### WORK REQUEST
Every line from the one with "Query: aphid antenna" to the final line of the records should be printed exactly as it is, with pictures left out.

### PROVIDED INFORMATION
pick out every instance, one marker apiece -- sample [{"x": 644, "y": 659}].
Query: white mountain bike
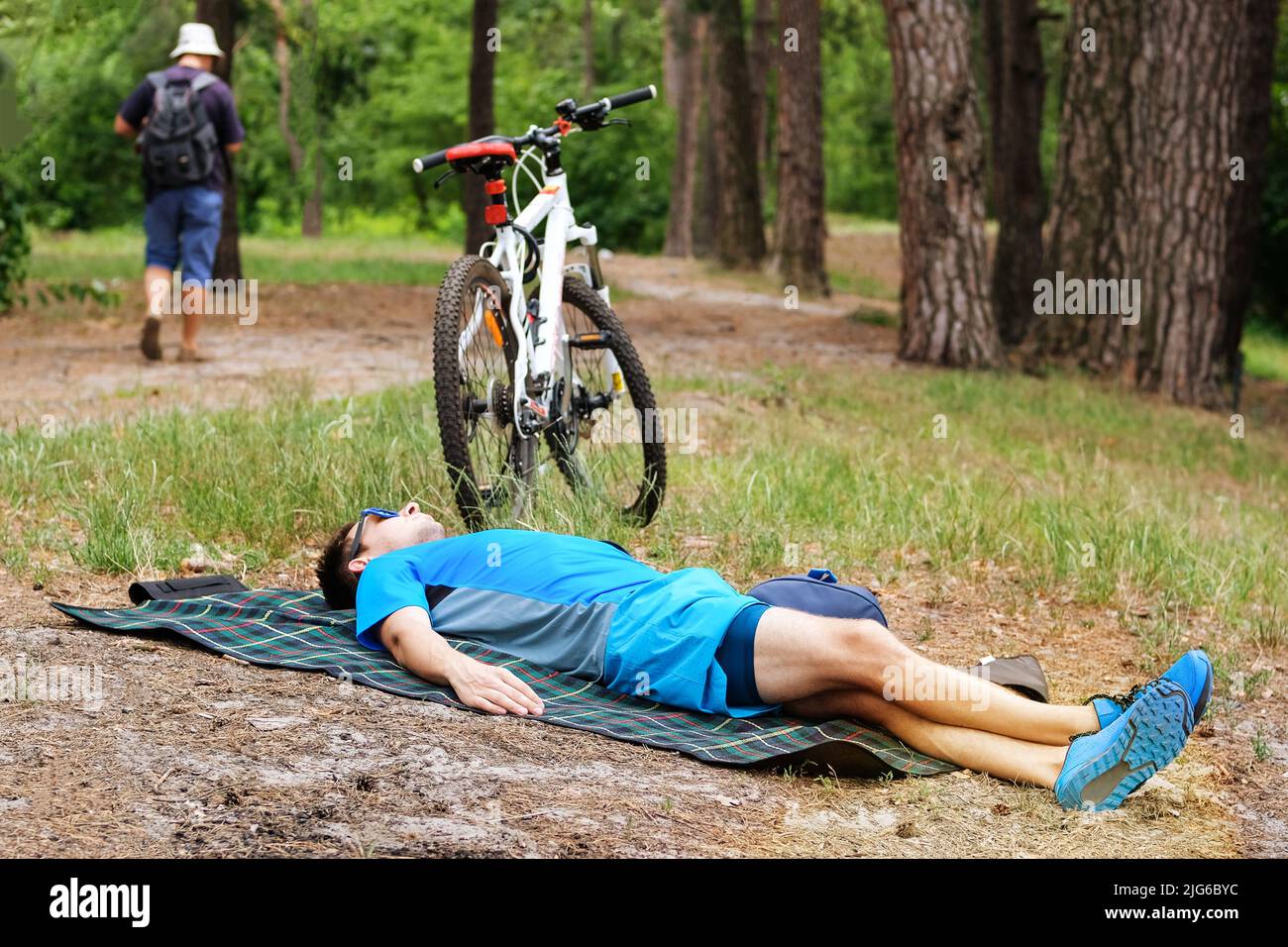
[{"x": 526, "y": 380}]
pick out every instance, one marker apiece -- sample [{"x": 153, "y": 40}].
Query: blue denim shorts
[{"x": 183, "y": 230}]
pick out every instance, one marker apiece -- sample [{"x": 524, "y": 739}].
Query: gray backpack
[{"x": 179, "y": 144}]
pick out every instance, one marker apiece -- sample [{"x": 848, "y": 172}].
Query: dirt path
[
  {"x": 193, "y": 754},
  {"x": 197, "y": 755},
  {"x": 349, "y": 339}
]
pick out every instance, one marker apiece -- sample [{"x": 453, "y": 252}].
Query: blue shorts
[
  {"x": 665, "y": 641},
  {"x": 183, "y": 228},
  {"x": 737, "y": 656}
]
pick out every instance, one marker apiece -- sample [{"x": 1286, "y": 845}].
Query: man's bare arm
[{"x": 413, "y": 643}]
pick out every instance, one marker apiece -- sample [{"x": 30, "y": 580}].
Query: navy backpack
[{"x": 818, "y": 592}]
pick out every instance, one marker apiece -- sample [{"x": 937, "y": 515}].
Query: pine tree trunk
[
  {"x": 1144, "y": 189},
  {"x": 1091, "y": 231},
  {"x": 1256, "y": 59},
  {"x": 706, "y": 179},
  {"x": 1184, "y": 200},
  {"x": 800, "y": 227},
  {"x": 683, "y": 52},
  {"x": 222, "y": 16},
  {"x": 947, "y": 313},
  {"x": 313, "y": 205},
  {"x": 588, "y": 48},
  {"x": 761, "y": 55},
  {"x": 1016, "y": 90},
  {"x": 739, "y": 235},
  {"x": 482, "y": 121}
]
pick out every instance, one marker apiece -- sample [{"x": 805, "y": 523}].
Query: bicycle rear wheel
[{"x": 475, "y": 355}]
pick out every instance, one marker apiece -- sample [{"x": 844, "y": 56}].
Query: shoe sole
[
  {"x": 1149, "y": 741},
  {"x": 151, "y": 342}
]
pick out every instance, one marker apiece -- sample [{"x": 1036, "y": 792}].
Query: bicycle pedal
[{"x": 590, "y": 341}]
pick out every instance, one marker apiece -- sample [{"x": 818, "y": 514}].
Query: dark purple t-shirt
[{"x": 220, "y": 108}]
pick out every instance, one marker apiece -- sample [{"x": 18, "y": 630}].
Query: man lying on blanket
[{"x": 688, "y": 639}]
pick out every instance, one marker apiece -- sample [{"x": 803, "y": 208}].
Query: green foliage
[
  {"x": 14, "y": 247},
  {"x": 1270, "y": 277}
]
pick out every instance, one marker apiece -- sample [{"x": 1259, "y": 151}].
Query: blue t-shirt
[
  {"x": 539, "y": 595},
  {"x": 572, "y": 604}
]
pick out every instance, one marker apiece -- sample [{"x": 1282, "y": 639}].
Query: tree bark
[
  {"x": 588, "y": 47},
  {"x": 1090, "y": 228},
  {"x": 1017, "y": 85},
  {"x": 947, "y": 313},
  {"x": 1256, "y": 59},
  {"x": 1184, "y": 200},
  {"x": 222, "y": 16},
  {"x": 312, "y": 224},
  {"x": 482, "y": 121},
  {"x": 800, "y": 227},
  {"x": 1144, "y": 189},
  {"x": 761, "y": 55},
  {"x": 739, "y": 235},
  {"x": 683, "y": 50},
  {"x": 706, "y": 178}
]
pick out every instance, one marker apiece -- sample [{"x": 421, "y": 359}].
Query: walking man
[{"x": 184, "y": 121}]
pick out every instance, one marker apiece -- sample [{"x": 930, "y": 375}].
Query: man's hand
[
  {"x": 413, "y": 643},
  {"x": 494, "y": 689}
]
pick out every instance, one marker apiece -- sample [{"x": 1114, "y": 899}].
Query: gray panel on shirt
[{"x": 562, "y": 637}]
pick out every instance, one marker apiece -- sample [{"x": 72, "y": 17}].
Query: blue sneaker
[
  {"x": 1193, "y": 672},
  {"x": 1104, "y": 768}
]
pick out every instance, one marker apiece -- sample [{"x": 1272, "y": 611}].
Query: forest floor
[{"x": 197, "y": 755}]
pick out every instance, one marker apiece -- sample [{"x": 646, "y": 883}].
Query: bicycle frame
[{"x": 549, "y": 357}]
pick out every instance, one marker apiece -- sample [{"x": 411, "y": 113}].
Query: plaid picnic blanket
[{"x": 282, "y": 628}]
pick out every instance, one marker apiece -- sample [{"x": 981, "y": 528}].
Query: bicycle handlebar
[
  {"x": 630, "y": 98},
  {"x": 589, "y": 115}
]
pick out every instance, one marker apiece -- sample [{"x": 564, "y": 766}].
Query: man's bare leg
[
  {"x": 800, "y": 656},
  {"x": 1005, "y": 758},
  {"x": 156, "y": 290},
  {"x": 193, "y": 305}
]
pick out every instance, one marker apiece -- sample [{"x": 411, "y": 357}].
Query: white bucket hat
[{"x": 196, "y": 38}]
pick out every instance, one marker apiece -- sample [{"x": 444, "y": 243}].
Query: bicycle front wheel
[{"x": 610, "y": 445}]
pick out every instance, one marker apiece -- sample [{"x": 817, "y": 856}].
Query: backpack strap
[{"x": 202, "y": 81}]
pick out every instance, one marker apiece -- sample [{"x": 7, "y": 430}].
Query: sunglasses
[{"x": 362, "y": 521}]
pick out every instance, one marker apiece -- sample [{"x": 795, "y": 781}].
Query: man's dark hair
[{"x": 339, "y": 585}]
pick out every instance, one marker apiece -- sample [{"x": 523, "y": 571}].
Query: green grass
[
  {"x": 1031, "y": 474},
  {"x": 1265, "y": 354},
  {"x": 106, "y": 256}
]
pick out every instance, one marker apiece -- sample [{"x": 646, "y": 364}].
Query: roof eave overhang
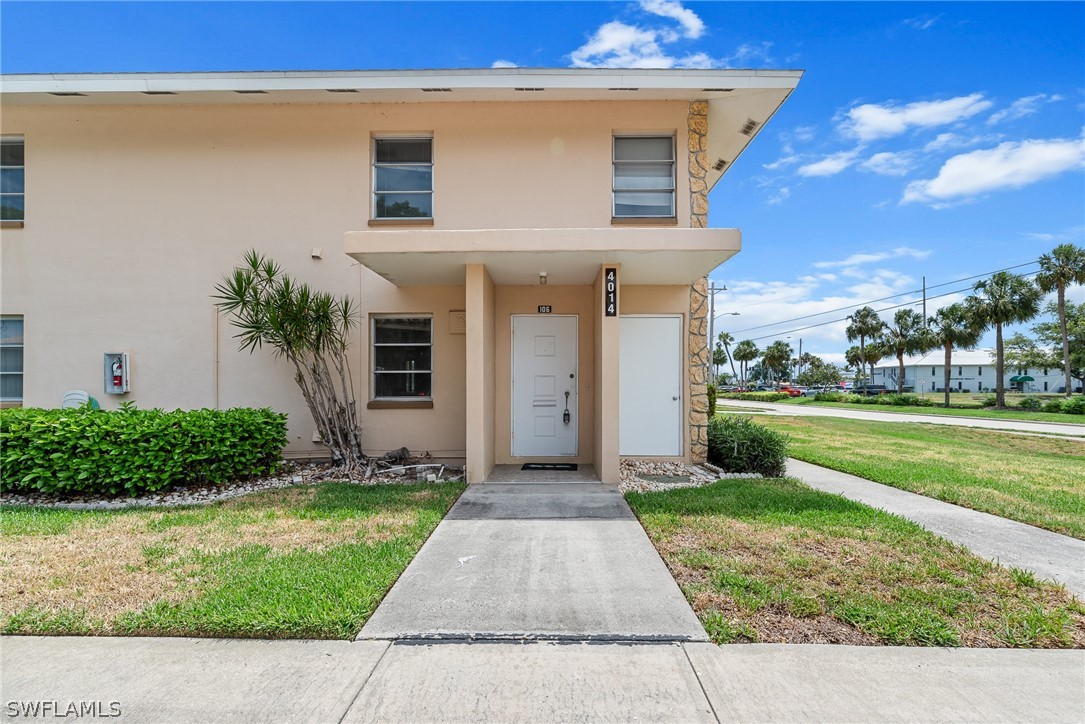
[{"x": 433, "y": 257}]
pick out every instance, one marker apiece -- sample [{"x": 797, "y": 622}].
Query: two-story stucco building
[{"x": 527, "y": 246}]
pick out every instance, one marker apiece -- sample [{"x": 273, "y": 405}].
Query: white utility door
[
  {"x": 650, "y": 385},
  {"x": 544, "y": 385}
]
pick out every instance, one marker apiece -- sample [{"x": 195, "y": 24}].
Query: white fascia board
[{"x": 490, "y": 78}]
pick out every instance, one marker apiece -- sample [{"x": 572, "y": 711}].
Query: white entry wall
[
  {"x": 650, "y": 384},
  {"x": 545, "y": 380}
]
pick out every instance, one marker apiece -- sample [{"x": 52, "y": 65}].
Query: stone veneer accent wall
[{"x": 697, "y": 121}]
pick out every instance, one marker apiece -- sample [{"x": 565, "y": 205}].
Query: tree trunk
[
  {"x": 863, "y": 364},
  {"x": 946, "y": 370},
  {"x": 999, "y": 367},
  {"x": 1066, "y": 337}
]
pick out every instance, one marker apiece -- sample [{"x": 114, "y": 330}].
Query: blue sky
[{"x": 937, "y": 139}]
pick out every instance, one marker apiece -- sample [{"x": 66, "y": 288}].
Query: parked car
[{"x": 871, "y": 390}]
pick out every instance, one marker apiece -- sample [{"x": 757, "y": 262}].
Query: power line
[
  {"x": 895, "y": 306},
  {"x": 883, "y": 299}
]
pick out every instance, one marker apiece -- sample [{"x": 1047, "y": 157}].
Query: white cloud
[
  {"x": 781, "y": 194},
  {"x": 922, "y": 22},
  {"x": 870, "y": 121},
  {"x": 642, "y": 46},
  {"x": 616, "y": 45},
  {"x": 691, "y": 25},
  {"x": 870, "y": 257},
  {"x": 888, "y": 164},
  {"x": 829, "y": 165},
  {"x": 1009, "y": 165},
  {"x": 1021, "y": 108}
]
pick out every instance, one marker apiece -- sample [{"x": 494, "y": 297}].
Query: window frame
[
  {"x": 374, "y": 165},
  {"x": 15, "y": 402},
  {"x": 22, "y": 141},
  {"x": 373, "y": 397},
  {"x": 674, "y": 176}
]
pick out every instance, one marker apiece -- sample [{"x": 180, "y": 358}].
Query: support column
[
  {"x": 607, "y": 398},
  {"x": 480, "y": 373}
]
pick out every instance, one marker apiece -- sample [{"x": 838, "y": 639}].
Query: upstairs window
[
  {"x": 12, "y": 174},
  {"x": 11, "y": 362},
  {"x": 403, "y": 357},
  {"x": 403, "y": 178},
  {"x": 643, "y": 182}
]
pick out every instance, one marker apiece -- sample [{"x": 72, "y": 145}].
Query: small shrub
[
  {"x": 737, "y": 444},
  {"x": 131, "y": 451},
  {"x": 756, "y": 396},
  {"x": 1074, "y": 405},
  {"x": 1052, "y": 406}
]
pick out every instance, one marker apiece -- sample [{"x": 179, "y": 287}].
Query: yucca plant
[{"x": 310, "y": 330}]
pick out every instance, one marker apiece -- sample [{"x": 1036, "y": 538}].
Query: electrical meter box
[{"x": 117, "y": 373}]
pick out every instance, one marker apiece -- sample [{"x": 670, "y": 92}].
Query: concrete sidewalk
[
  {"x": 537, "y": 561},
  {"x": 1050, "y": 555},
  {"x": 1066, "y": 429},
  {"x": 187, "y": 680}
]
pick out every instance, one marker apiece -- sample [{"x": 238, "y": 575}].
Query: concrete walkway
[
  {"x": 537, "y": 561},
  {"x": 190, "y": 680},
  {"x": 1050, "y": 555},
  {"x": 987, "y": 423}
]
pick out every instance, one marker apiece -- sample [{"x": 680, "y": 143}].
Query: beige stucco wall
[
  {"x": 481, "y": 383},
  {"x": 133, "y": 213}
]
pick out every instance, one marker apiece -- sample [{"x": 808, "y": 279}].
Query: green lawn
[
  {"x": 776, "y": 561},
  {"x": 955, "y": 411},
  {"x": 301, "y": 562},
  {"x": 1031, "y": 479}
]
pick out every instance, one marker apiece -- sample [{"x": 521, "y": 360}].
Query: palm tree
[
  {"x": 866, "y": 325},
  {"x": 1004, "y": 299},
  {"x": 744, "y": 352},
  {"x": 727, "y": 341},
  {"x": 1062, "y": 267},
  {"x": 776, "y": 356},
  {"x": 906, "y": 335},
  {"x": 953, "y": 327},
  {"x": 876, "y": 352}
]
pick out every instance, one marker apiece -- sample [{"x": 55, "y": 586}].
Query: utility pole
[
  {"x": 712, "y": 327},
  {"x": 924, "y": 300}
]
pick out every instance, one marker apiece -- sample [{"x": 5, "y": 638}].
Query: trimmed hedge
[
  {"x": 131, "y": 451},
  {"x": 755, "y": 396},
  {"x": 738, "y": 444}
]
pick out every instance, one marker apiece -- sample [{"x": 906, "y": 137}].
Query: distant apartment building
[{"x": 971, "y": 371}]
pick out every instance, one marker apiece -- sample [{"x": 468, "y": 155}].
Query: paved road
[
  {"x": 192, "y": 680},
  {"x": 1052, "y": 556},
  {"x": 537, "y": 561},
  {"x": 809, "y": 410}
]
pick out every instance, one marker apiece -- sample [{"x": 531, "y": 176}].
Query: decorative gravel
[
  {"x": 645, "y": 475},
  {"x": 293, "y": 473}
]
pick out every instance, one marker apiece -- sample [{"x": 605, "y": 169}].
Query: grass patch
[
  {"x": 966, "y": 410},
  {"x": 1030, "y": 479},
  {"x": 777, "y": 561},
  {"x": 307, "y": 561}
]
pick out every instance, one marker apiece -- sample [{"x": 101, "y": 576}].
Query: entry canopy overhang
[
  {"x": 420, "y": 257},
  {"x": 740, "y": 101}
]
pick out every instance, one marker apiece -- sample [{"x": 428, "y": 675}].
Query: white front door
[
  {"x": 650, "y": 385},
  {"x": 544, "y": 385}
]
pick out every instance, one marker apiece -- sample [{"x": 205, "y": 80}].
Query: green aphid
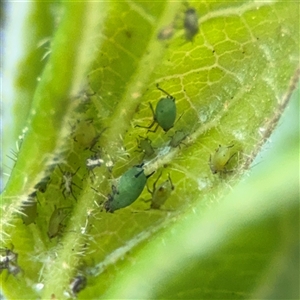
[
  {"x": 160, "y": 194},
  {"x": 145, "y": 146},
  {"x": 67, "y": 182},
  {"x": 77, "y": 284},
  {"x": 165, "y": 113},
  {"x": 191, "y": 25},
  {"x": 29, "y": 209},
  {"x": 42, "y": 185},
  {"x": 220, "y": 159},
  {"x": 130, "y": 186},
  {"x": 56, "y": 221},
  {"x": 177, "y": 138},
  {"x": 9, "y": 262}
]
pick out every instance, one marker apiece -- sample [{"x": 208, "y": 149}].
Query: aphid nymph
[
  {"x": 29, "y": 209},
  {"x": 191, "y": 25},
  {"x": 177, "y": 138},
  {"x": 56, "y": 221},
  {"x": 166, "y": 32},
  {"x": 145, "y": 146},
  {"x": 77, "y": 284},
  {"x": 161, "y": 193},
  {"x": 67, "y": 182},
  {"x": 130, "y": 186},
  {"x": 9, "y": 262},
  {"x": 165, "y": 113},
  {"x": 220, "y": 159},
  {"x": 93, "y": 162}
]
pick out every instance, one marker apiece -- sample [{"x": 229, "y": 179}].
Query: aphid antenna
[{"x": 165, "y": 92}]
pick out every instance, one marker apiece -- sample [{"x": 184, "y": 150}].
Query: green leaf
[{"x": 231, "y": 82}]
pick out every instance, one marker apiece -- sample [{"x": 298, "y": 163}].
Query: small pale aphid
[
  {"x": 29, "y": 209},
  {"x": 9, "y": 262},
  {"x": 130, "y": 186},
  {"x": 85, "y": 133},
  {"x": 191, "y": 25},
  {"x": 145, "y": 146},
  {"x": 67, "y": 182},
  {"x": 161, "y": 193},
  {"x": 94, "y": 161},
  {"x": 177, "y": 138},
  {"x": 166, "y": 32},
  {"x": 165, "y": 113},
  {"x": 42, "y": 185},
  {"x": 220, "y": 159},
  {"x": 77, "y": 284},
  {"x": 56, "y": 221}
]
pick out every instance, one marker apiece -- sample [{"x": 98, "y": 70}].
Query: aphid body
[
  {"x": 145, "y": 145},
  {"x": 42, "y": 185},
  {"x": 161, "y": 194},
  {"x": 191, "y": 25},
  {"x": 56, "y": 221},
  {"x": 166, "y": 32},
  {"x": 29, "y": 209},
  {"x": 130, "y": 186},
  {"x": 67, "y": 183},
  {"x": 220, "y": 159},
  {"x": 9, "y": 261},
  {"x": 165, "y": 113},
  {"x": 177, "y": 138},
  {"x": 93, "y": 162},
  {"x": 77, "y": 284}
]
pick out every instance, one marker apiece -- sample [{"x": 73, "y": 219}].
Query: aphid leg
[{"x": 172, "y": 185}]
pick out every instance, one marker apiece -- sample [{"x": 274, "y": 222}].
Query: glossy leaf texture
[{"x": 231, "y": 82}]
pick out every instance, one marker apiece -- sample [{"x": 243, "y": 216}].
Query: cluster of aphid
[{"x": 131, "y": 184}]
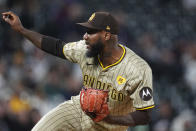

### SOLUTION FOR THIS TASK
Query: aphid antenna
[{"x": 165, "y": 92}]
pick out every instance, one marker apiece -- sample [{"x": 184, "y": 150}].
Query: green leaf
[{"x": 231, "y": 82}]
pick out every instance, one marker apiece -- sample [{"x": 298, "y": 163}].
Query: small pale aphid
[
  {"x": 29, "y": 209},
  {"x": 9, "y": 262},
  {"x": 130, "y": 186},
  {"x": 85, "y": 133},
  {"x": 191, "y": 25},
  {"x": 145, "y": 146},
  {"x": 67, "y": 182},
  {"x": 161, "y": 193},
  {"x": 94, "y": 161},
  {"x": 177, "y": 138},
  {"x": 166, "y": 32},
  {"x": 165, "y": 113},
  {"x": 42, "y": 185},
  {"x": 220, "y": 159},
  {"x": 77, "y": 284},
  {"x": 56, "y": 221}
]
pick out every instance, one marker apiece -- sample [{"x": 98, "y": 70}].
Query: aphid body
[
  {"x": 145, "y": 145},
  {"x": 42, "y": 185},
  {"x": 161, "y": 194},
  {"x": 191, "y": 25},
  {"x": 56, "y": 221},
  {"x": 166, "y": 32},
  {"x": 29, "y": 209},
  {"x": 130, "y": 186},
  {"x": 67, "y": 183},
  {"x": 220, "y": 159},
  {"x": 9, "y": 261},
  {"x": 165, "y": 113},
  {"x": 177, "y": 138},
  {"x": 93, "y": 162},
  {"x": 77, "y": 284}
]
pick out every instance, one marker apiece -- sample [{"x": 73, "y": 219}].
Query: aphid leg
[{"x": 172, "y": 185}]
pick out every instance, one marker apiece -- sample [{"x": 274, "y": 222}].
Query: glossy leaf texture
[{"x": 231, "y": 82}]
pick out every instance, one marker apiece -- sample [{"x": 243, "y": 216}].
Query: cluster of aphid
[{"x": 131, "y": 184}]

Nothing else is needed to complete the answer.